▶ _REQUIRED WORK_: Please quote every line of the records below verbatim, leaving the pictures out.

▶ _EXTRACTED DATA_:
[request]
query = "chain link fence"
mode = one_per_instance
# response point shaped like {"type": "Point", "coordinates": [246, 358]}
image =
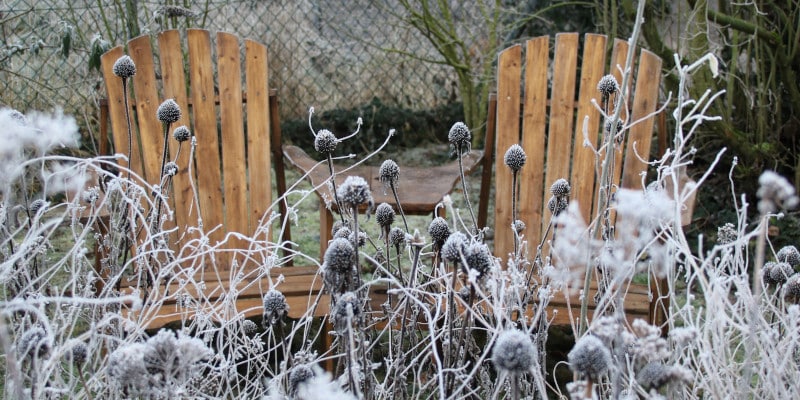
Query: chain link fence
{"type": "Point", "coordinates": [322, 53]}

▶ _SOLUTION TO THE EXERCISE_:
[request]
query = "chain link fence"
mode = one_per_instance
# response point shaped like {"type": "Point", "coordinates": [246, 358]}
image =
Query: chain link fence
{"type": "Point", "coordinates": [322, 53]}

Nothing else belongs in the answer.